**Required work**
Put every line below into a Markdown table with two columns, No. and Text, giving each line its own numbered row. Skip blank lines and leave the pictures out.

**Data listing**
>>

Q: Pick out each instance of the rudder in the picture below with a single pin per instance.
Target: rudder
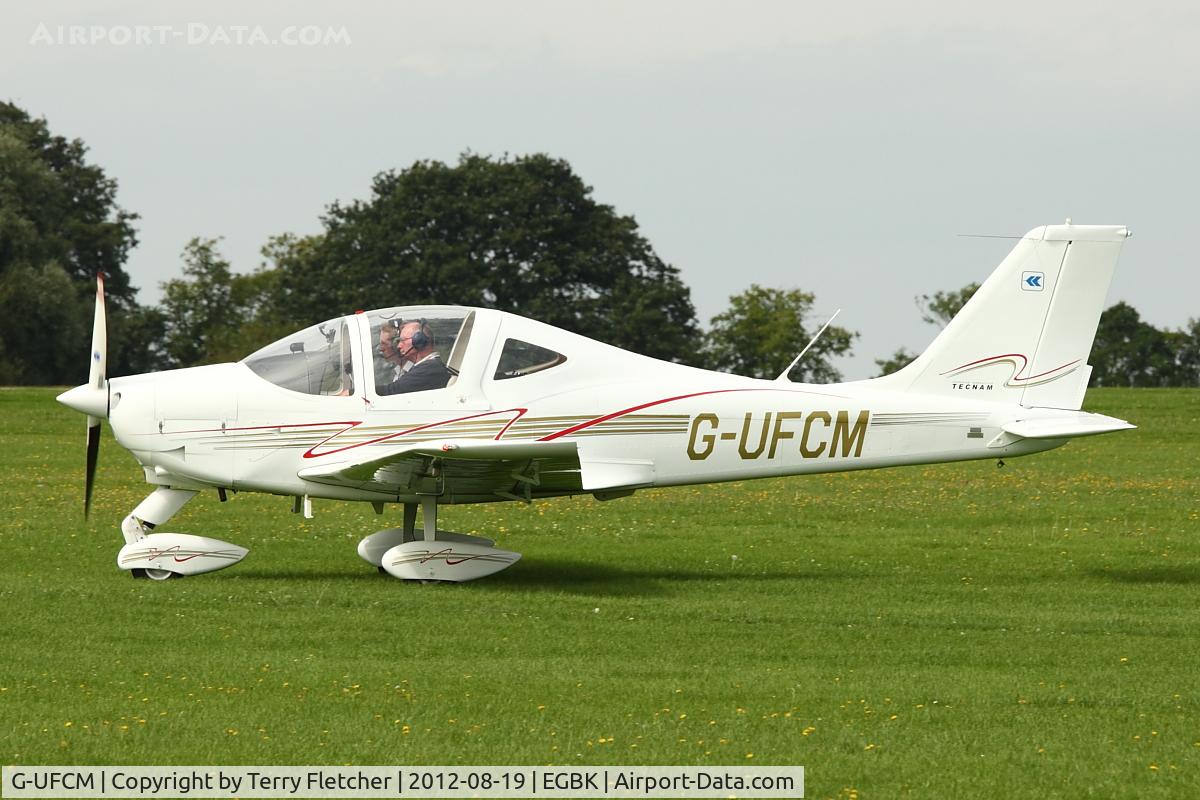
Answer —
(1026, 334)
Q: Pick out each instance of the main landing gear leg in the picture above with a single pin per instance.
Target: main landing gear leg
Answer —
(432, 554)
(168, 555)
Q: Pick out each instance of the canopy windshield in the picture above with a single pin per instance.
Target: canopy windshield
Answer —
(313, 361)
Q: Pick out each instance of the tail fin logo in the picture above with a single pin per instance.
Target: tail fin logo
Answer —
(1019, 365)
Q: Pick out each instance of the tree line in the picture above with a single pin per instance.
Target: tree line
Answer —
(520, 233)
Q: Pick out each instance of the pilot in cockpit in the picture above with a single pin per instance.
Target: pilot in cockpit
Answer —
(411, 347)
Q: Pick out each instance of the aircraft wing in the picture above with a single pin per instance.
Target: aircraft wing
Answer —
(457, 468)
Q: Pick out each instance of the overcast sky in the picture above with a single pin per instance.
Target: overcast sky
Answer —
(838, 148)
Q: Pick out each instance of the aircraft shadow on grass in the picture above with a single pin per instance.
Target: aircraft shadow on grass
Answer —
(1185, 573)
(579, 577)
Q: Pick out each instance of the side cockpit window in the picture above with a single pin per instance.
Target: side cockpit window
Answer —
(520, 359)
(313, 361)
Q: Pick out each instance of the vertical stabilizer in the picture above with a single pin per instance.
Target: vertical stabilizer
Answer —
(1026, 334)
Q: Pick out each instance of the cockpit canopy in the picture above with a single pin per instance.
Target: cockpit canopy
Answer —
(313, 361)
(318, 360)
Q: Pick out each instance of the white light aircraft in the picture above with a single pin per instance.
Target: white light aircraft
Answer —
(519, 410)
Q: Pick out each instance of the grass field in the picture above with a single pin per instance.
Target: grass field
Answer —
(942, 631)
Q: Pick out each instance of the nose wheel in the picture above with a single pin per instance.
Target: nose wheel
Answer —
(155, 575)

<<

**Exercise answer**
| No. | Text |
|---|---|
| 1 | Q: Pick out each instance of the rudder in the picture below with a single pin per instance. |
| 2 | Target: rudder |
| 3 | Answer — |
| 4 | (1026, 334) |
| 5 | Q: Pick out each instance of the main landing gear leg in the picture above with a single pin per instance. |
| 6 | Target: main landing gear leg |
| 7 | Answer — |
| 8 | (432, 554) |
| 9 | (168, 555) |
| 10 | Q: Pick out each instance of the canopy windshield in the picture above with a single pin per instance. |
| 11 | Target: canopy windshield |
| 12 | Answer — |
| 13 | (313, 361) |
| 14 | Q: Pick out each instance of the tail fin logo in the picture above with a single pin per instance. |
| 15 | Target: tail fin logo |
| 16 | Answer — |
| 17 | (1019, 365) |
| 18 | Q: Pick out each instance of the tree line in the picture above with a single pin per instance. |
| 19 | Target: tree line |
| 20 | Answer — |
| 21 | (520, 233) |
| 22 | Q: Pick out each instance of the pilot in cockpit in the picture above with a single pin per instance. |
| 23 | Target: pilot in cockpit |
| 24 | Answer — |
| 25 | (411, 347) |
| 26 | Q: Pick out each instance of the aircraft wing in the picture above with a single pin per instance. |
| 27 | Target: aircraft wing |
| 28 | Answer — |
| 29 | (457, 468) |
| 30 | Q: Pick out each instance of the overcast sky in the picture above with a single pin per instance. |
| 31 | Target: overcast sky |
| 32 | Answer — |
| 33 | (838, 148) |
| 34 | Q: Pick out each instance of the aircraft shadow on grass in the picture above with a single pin per instance. |
| 35 | Target: aircraft shadow on grass |
| 36 | Answer — |
| 37 | (1185, 573) |
| 38 | (579, 577) |
| 39 | Q: Pick out each instance of the side cockpit window in the picture above with a single pin per instance. |
| 40 | Target: side cockpit window |
| 41 | Answer — |
| 42 | (520, 359) |
| 43 | (313, 361) |
| 44 | Q: Pick out each instance of the vertical stabilizer in the picture above with a single pin per instance. |
| 45 | Target: vertical stabilizer |
| 46 | Answer — |
| 47 | (1026, 334) |
| 48 | Q: Pick out each instance of the cockpit canopy in the picture above with a single pin per instance. |
| 49 | Target: cockpit canopy |
| 50 | Answer — |
| 51 | (313, 361) |
| 52 | (318, 360) |
| 53 | Q: Pick out each instance of the white light aircraft in the picture above with a single pin per instance. |
| 54 | Target: white light aircraft |
| 55 | Answer — |
| 56 | (519, 410) |
| 57 | Q: Pick out each instance of the grass field in the picture above with a single pin per instance. |
| 58 | Target: grass field |
| 59 | Answer — |
| 60 | (942, 631) |
| 61 | Q: Pick out each instance of the nose wheel in the picture above with a single pin per instance. |
| 62 | Target: nose wheel |
| 63 | Answer — |
| 64 | (155, 575) |